__Exercise text__
Question: What is the total number of negative results from the viral tests conducted in a certain city and on a given date?

Purpose: Since the use of viral tests is the most common way to determine whether someone has the diseases, it is decisive for knowing the number of cases. However, negative test results are just as important as positive ones for pandemic management. With this query, the required data can be easily retrieved. The query asks for the number of negative results of the viral tests. For example, the test type is determined as viral, the city is Izmir, and the date is 13.10.2021.

Query-4

Question: How many people are in different quarantines in a certain city and on a certain date?

Purpose: This query is run to obtain the quarantine statistics. The query counts citizens, adhering to city, date, and quarantine type constraints. In this way, the number of individuals in quarantine is obtained. Location and time-based analyses can be made. For instance, the date for the query is 13.10.2021 and the city is Izmir.

Query-5

Question: Who are the individuals in a certain venue on a specific date?

Purpose: The purpose of this query is to identify those who are in the same environment with disease-positive individuals or those with high risk of having the disease. The query prints the names of individuals in a venue based on the location and date constraints. In this case, the date is determined as 13.10.2021, and the venueType is determined as venueType1 for the query.

graphic file with name 42488_2022_82_Fige_HTML.jpg

Query-6

Question: Which individuals have taken a certain medication within a given date range?

Purpose: This query determines the frequency of using medication. The data are collected concerning those who take a certain medication to treat the disease in question. It shows who uses what medication, both by name.

graphic file with name 42488_2022_82_Figf_HTML.jpg

Query-7

Question: What are the symptoms and their frequency in a certain date range?

Purpose: This query specifies the frequency of symptoms as one of the parameters that gives some of the most detrimental information about the course of the disease. Having symptom information that occurs within a given date range also helps in making sense of the progression a disease is taking. The query provides the symptom names and the number of cases showing them.

__Records provided__
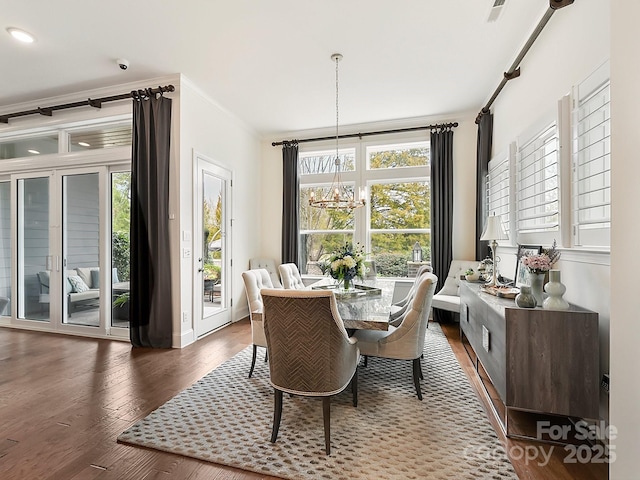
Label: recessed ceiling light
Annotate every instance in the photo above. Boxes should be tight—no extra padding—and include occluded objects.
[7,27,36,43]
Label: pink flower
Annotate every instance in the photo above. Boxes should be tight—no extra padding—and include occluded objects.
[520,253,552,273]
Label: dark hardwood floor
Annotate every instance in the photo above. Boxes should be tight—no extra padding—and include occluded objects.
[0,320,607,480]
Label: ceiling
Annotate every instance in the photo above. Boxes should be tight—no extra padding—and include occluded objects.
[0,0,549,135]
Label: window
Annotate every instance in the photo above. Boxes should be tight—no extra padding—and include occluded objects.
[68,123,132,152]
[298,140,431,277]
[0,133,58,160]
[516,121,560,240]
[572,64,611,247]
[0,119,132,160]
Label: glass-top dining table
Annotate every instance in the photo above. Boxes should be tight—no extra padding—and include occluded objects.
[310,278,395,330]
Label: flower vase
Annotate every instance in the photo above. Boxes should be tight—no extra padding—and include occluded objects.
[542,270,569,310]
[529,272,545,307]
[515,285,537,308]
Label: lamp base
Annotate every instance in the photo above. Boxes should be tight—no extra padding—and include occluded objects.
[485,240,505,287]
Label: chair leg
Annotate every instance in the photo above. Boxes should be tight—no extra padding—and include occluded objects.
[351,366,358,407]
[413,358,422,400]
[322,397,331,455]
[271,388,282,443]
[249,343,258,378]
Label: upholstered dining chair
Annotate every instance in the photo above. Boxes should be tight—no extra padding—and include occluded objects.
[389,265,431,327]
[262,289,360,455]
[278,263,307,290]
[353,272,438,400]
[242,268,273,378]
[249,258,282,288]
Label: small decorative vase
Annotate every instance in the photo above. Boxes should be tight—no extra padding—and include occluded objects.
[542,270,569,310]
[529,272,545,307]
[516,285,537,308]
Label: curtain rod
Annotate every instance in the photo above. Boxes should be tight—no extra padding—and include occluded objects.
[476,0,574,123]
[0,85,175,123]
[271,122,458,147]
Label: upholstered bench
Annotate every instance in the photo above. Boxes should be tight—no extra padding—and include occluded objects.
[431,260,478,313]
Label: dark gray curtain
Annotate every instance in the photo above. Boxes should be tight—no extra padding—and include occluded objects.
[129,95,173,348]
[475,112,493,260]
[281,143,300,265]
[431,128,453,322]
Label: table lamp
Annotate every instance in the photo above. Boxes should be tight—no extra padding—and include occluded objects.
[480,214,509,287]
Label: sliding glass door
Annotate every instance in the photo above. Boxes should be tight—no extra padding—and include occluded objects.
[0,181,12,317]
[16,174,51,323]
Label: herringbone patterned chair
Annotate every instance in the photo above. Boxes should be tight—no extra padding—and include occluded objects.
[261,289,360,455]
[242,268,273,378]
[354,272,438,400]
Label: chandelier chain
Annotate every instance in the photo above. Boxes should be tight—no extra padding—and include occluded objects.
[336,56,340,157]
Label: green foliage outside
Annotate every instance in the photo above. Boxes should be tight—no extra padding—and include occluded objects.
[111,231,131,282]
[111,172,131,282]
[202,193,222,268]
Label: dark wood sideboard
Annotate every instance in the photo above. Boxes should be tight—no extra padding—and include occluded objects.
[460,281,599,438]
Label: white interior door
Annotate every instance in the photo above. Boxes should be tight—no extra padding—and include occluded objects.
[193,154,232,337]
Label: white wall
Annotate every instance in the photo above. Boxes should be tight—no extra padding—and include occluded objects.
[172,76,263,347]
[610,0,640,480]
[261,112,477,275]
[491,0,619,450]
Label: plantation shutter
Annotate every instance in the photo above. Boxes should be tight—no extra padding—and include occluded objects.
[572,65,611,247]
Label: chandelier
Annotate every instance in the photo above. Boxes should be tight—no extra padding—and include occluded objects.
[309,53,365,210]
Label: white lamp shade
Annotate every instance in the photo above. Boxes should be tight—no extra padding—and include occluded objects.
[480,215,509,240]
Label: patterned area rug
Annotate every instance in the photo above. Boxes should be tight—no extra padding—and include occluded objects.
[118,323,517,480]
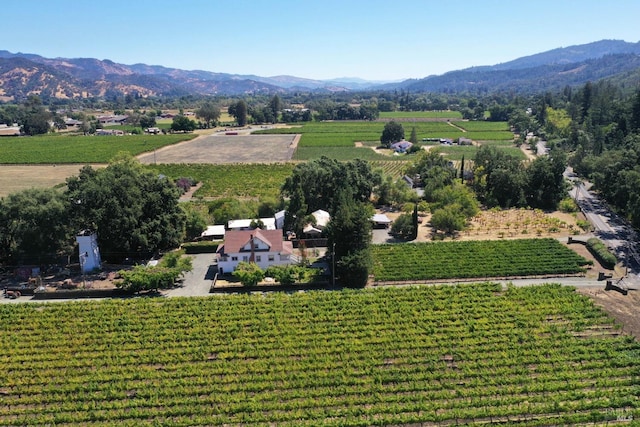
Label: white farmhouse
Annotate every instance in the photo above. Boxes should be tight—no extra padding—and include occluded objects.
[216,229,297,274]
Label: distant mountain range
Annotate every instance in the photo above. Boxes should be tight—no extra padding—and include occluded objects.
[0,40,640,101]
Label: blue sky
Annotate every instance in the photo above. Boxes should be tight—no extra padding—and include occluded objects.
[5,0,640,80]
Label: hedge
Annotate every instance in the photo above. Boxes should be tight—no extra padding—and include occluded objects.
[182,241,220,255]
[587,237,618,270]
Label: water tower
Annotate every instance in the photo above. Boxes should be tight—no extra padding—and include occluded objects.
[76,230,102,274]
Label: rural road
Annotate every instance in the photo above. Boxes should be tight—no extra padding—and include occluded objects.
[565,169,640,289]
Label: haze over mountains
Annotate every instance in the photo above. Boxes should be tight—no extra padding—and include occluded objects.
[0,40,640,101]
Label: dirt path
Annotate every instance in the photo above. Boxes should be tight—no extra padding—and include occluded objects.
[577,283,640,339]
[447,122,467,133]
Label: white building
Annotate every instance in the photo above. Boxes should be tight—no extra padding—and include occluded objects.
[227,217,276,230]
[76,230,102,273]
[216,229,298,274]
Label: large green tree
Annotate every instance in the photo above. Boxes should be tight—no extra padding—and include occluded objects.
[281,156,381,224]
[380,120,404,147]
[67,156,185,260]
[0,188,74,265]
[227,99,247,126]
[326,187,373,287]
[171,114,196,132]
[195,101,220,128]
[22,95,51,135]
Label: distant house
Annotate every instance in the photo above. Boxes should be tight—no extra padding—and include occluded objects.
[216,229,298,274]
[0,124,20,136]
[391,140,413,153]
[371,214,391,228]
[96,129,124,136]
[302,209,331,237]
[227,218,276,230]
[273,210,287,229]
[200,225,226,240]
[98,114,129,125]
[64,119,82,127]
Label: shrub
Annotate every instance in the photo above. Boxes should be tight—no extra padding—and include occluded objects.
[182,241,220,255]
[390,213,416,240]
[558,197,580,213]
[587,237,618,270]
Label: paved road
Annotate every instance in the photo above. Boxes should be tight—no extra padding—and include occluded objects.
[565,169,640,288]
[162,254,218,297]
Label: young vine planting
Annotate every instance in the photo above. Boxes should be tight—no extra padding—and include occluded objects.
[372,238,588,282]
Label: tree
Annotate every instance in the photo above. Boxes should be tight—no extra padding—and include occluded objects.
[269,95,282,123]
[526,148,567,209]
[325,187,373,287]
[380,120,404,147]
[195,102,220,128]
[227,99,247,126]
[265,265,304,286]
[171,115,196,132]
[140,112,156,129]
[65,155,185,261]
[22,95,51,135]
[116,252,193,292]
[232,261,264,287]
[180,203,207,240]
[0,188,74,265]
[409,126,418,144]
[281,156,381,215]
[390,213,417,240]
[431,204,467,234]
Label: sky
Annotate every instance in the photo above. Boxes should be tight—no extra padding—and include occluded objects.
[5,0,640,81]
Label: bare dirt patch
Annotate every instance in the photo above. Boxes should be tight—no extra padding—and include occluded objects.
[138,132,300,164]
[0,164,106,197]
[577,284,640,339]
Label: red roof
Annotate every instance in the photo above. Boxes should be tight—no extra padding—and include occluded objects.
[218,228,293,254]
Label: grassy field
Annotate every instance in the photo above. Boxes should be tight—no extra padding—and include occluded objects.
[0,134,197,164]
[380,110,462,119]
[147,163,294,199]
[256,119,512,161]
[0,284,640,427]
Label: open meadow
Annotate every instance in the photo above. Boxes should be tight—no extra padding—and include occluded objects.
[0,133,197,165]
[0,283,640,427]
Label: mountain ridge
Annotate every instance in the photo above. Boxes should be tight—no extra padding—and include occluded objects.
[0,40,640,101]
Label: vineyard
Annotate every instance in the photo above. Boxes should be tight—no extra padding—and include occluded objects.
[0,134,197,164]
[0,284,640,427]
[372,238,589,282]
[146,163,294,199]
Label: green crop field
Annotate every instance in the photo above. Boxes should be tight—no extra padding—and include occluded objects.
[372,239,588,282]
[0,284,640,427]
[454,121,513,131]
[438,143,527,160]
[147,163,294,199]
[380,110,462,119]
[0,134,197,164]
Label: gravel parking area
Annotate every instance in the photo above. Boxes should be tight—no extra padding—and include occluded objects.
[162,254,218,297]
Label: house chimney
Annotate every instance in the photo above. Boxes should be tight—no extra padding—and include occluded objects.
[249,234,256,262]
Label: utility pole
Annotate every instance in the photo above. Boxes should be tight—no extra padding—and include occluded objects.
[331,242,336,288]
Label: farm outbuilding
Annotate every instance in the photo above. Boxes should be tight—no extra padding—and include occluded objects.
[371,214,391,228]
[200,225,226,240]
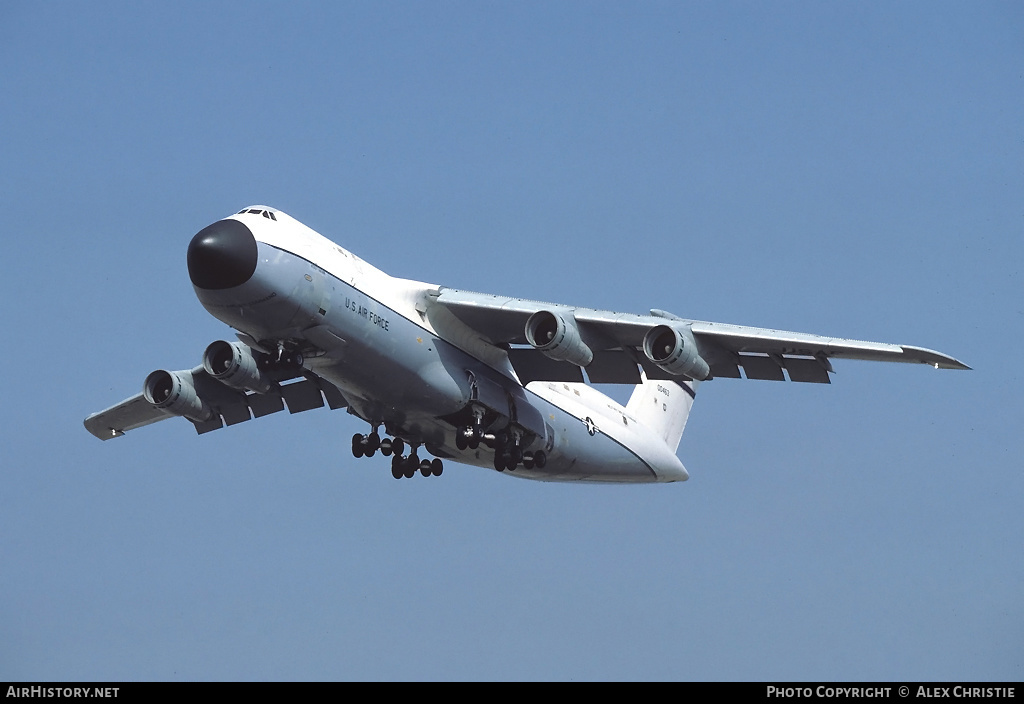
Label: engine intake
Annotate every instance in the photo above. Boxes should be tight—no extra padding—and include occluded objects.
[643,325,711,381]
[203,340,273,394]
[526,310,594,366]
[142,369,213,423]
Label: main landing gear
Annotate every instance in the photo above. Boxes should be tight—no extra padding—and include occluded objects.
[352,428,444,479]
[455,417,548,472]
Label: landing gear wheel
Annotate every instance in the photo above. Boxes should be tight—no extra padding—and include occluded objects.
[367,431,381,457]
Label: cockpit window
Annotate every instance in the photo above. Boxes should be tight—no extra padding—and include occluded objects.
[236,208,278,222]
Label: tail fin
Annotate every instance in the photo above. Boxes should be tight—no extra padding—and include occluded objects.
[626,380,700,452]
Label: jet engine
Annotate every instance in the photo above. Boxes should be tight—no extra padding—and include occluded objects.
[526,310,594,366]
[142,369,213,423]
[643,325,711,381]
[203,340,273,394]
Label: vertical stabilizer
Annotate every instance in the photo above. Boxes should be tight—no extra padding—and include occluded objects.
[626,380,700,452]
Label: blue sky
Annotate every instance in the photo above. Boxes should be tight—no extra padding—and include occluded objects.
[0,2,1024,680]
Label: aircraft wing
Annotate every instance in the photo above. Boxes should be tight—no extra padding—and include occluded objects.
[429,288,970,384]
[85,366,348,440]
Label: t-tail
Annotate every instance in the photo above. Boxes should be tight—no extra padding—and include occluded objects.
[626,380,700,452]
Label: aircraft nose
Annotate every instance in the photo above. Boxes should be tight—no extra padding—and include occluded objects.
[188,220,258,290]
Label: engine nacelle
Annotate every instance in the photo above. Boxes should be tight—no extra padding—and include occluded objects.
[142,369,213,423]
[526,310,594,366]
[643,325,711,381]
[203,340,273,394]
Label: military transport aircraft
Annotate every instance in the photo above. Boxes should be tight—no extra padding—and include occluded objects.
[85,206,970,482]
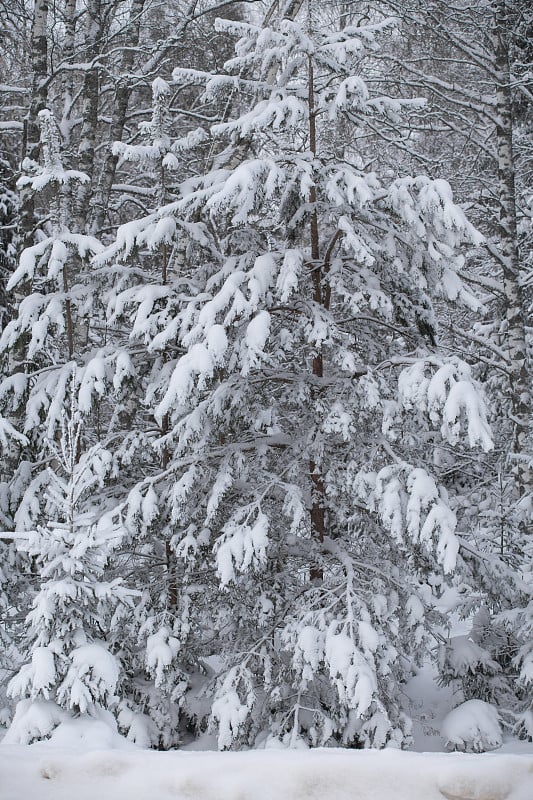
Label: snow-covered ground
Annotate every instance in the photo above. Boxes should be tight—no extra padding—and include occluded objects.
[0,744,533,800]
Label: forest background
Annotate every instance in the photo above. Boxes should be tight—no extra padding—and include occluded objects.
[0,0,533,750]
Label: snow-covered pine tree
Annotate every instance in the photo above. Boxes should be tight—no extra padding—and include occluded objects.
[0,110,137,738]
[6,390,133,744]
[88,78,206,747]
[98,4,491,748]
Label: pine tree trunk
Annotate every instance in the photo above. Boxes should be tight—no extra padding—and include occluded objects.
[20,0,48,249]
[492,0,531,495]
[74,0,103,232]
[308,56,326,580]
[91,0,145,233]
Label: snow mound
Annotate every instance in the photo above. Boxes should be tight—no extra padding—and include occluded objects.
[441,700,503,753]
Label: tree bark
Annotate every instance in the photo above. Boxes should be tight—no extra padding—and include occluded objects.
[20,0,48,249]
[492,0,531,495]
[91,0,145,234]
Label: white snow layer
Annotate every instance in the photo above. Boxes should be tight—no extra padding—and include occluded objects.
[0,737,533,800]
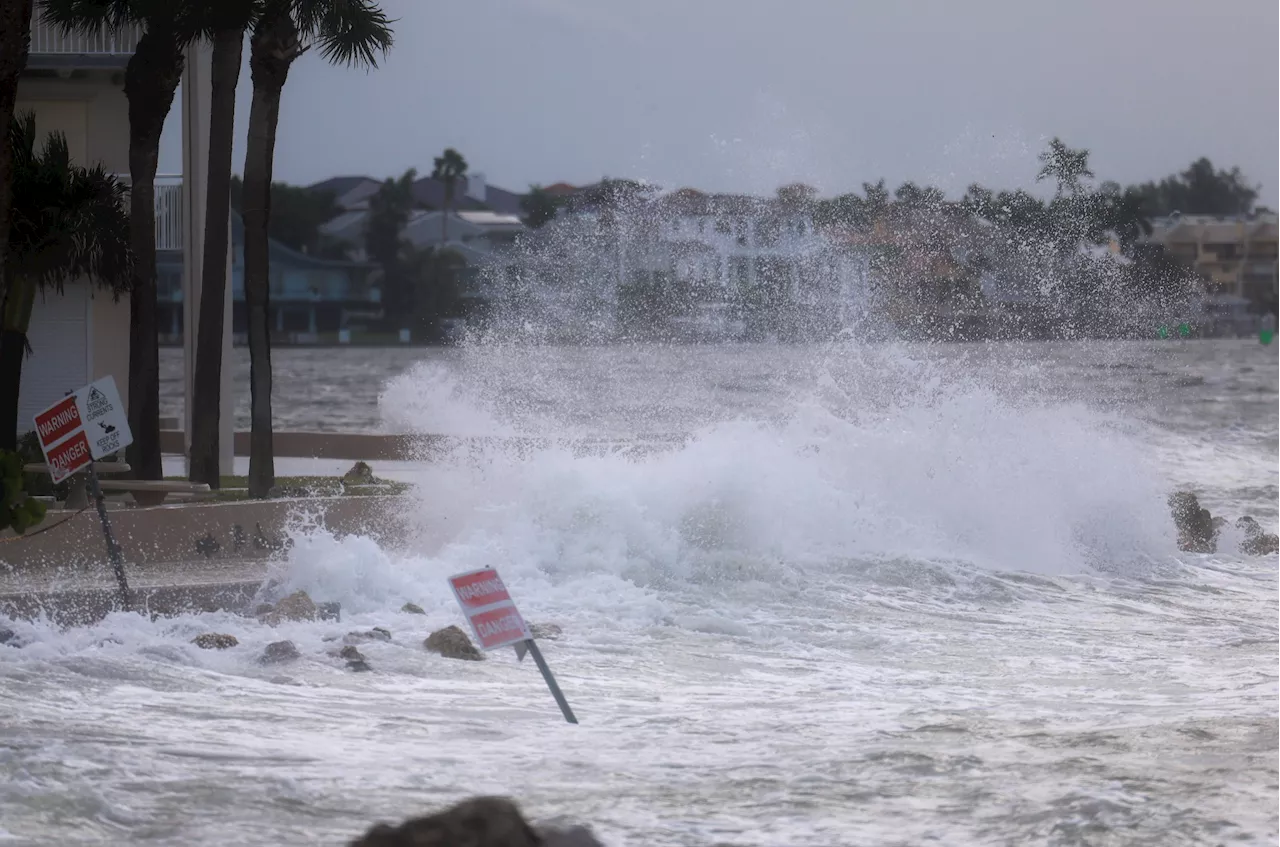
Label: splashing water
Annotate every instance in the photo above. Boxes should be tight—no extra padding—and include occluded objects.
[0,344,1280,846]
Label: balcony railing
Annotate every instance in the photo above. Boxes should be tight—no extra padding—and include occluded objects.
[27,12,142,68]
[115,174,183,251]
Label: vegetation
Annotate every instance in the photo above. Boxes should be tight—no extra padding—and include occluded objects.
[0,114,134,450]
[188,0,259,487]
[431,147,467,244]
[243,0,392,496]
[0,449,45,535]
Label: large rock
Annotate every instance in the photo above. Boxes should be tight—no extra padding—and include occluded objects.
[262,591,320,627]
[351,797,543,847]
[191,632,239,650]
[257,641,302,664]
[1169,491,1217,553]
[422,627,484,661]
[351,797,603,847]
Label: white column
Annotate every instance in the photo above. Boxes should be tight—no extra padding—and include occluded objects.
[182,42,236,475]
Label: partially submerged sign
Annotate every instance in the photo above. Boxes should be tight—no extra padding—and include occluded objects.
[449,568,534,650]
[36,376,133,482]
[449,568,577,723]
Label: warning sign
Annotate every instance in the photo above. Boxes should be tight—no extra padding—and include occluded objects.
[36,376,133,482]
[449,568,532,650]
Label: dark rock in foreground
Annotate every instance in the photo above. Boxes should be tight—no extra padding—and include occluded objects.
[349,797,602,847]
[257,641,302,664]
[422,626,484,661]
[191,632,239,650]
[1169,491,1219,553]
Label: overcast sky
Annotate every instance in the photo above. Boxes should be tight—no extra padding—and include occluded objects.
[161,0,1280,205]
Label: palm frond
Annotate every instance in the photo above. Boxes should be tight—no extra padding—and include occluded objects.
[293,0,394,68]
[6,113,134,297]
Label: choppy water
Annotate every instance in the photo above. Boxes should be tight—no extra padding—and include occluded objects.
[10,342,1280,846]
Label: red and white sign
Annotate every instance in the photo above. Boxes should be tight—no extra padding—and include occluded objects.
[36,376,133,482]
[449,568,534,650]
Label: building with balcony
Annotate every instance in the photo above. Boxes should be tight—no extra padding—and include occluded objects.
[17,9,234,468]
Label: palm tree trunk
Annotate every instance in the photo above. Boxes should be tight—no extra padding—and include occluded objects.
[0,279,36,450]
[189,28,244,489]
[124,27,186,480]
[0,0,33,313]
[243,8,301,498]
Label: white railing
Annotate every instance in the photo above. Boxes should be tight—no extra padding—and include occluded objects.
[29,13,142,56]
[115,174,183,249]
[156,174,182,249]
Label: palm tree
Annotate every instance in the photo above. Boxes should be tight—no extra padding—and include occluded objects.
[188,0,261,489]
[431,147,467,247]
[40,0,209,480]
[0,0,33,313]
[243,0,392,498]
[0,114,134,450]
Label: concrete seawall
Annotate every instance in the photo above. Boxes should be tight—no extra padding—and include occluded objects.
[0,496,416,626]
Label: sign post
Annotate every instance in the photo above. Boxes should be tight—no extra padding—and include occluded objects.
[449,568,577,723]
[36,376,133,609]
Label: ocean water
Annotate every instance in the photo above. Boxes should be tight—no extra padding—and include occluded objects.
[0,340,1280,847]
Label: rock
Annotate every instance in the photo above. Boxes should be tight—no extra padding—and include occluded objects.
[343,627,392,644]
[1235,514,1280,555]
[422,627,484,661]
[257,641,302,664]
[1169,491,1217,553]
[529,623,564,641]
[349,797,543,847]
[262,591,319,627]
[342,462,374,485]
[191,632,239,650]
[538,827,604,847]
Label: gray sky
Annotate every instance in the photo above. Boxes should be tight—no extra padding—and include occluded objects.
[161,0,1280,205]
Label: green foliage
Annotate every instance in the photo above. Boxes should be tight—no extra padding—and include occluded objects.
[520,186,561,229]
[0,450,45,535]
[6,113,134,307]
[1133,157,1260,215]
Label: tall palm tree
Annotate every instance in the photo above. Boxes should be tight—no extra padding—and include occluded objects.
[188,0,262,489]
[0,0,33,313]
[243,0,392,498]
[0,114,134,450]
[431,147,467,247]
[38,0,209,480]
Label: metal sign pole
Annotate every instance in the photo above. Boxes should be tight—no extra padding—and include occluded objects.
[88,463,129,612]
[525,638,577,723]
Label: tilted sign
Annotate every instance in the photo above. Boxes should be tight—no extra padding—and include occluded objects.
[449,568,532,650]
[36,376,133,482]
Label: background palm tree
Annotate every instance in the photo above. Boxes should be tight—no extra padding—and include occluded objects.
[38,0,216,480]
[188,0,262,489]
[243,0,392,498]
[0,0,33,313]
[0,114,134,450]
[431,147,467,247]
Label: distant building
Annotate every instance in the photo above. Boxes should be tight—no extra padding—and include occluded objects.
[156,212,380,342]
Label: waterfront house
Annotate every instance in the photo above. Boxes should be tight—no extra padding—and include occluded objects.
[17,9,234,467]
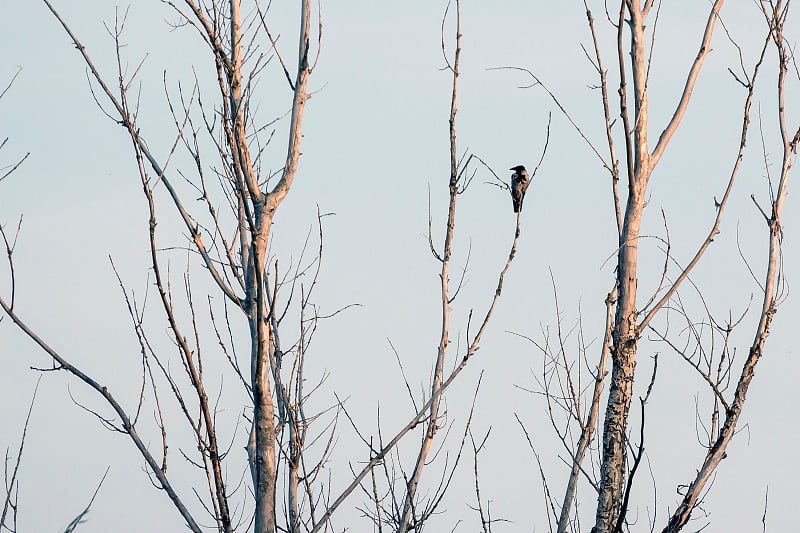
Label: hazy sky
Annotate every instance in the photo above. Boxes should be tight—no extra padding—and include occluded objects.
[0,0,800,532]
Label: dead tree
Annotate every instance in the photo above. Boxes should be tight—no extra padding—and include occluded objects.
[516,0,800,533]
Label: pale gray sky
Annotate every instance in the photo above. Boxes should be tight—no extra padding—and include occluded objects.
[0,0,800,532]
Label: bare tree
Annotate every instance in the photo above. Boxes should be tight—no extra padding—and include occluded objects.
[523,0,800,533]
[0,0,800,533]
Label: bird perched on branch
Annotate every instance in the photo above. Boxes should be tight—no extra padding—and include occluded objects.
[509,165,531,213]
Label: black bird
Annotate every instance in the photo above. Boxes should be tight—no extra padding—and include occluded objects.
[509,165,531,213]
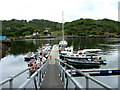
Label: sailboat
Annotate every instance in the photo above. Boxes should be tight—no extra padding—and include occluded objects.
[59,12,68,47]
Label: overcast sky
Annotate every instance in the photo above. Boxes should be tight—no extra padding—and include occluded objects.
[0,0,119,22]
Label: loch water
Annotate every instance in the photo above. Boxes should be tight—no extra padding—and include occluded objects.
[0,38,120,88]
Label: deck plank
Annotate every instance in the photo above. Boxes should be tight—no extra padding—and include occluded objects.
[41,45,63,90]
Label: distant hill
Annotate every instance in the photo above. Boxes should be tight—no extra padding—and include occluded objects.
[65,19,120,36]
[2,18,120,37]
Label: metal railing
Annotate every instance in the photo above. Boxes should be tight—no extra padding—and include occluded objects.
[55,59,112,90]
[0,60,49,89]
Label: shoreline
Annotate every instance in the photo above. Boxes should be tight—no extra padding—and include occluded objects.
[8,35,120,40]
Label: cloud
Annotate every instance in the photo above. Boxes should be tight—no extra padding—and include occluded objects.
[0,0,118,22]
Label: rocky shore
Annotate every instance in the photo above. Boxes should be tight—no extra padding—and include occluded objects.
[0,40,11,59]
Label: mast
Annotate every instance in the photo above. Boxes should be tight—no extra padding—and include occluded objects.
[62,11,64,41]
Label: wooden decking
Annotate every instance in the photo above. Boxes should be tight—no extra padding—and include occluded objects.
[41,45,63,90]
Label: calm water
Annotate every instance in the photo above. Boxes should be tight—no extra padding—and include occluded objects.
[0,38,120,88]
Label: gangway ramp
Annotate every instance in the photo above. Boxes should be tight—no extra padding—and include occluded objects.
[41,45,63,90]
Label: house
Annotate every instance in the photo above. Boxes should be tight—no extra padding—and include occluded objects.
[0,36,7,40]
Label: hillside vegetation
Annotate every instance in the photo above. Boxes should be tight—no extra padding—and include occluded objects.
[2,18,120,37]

__Work instructions__
1. In the text on pandemic data queries, which venueType is the example setting for the query that prints the names of individuals in a venue?
2. Continue the text on pandemic data queries from its last sentence.

__Results by task__
1. venueType1

2.
Conclusion

Pandemics are hard-to-manage processes that affect the entire world. Since their emergence, there have been significant rise in the amount of data related to healthy and sick citizens. The main factor that complicates the management of a pandemic is data volume, which simply means complexity. The proposed data warehouse design in this study is a major solution to this impediment. This design, which enables the appropriate use of data and accurate analysis, is especially beneficial for countrywide applications. The data flow is high-speed during pandemics and, as such, governments should make quick decisions to protect the public. An advanced and multi-dimensional data warehouse 0is an urgent and fundamental need. This study is carried out to meet this requirement to manage pandemics and similar other health-related processes.

The proposed data warehouse contains all the process data of the Covid-19 pandemic as a case study, from the last location of the contacts to the medication used. The warehouse enables users to make informed decisions. What is more, the implementation of the decision support system can enhance pandemic research significantly. This data warehouse also provides a foundation for carrying out predictive analytics on relational, temporal, and/or spatial data (medical encounter, hospital admission, social media, mobile apps, etc.) and for utilizing the resulting insights to monitor and analyze a pandemic or disease. With this warehouse, it is possible to access data related to the number of cases throughout the city and the country, test results, medications, and quarantine processes. At the same time, the data can be stored related to those who are not sick but have chronic diseases, routinely take certain medication, or have special conditions that need attention during the pandemic. In this way, the proposed system helps in maintain public health to a great extent. The data warehouse is also suitable for many other types of queries and users can access accurate and complete data by creating queries in many other dimensions regarding the pandemic. Governments can increase and improve the necessary measures within the scope of a pandemic or choose to start normalization processes accordingly.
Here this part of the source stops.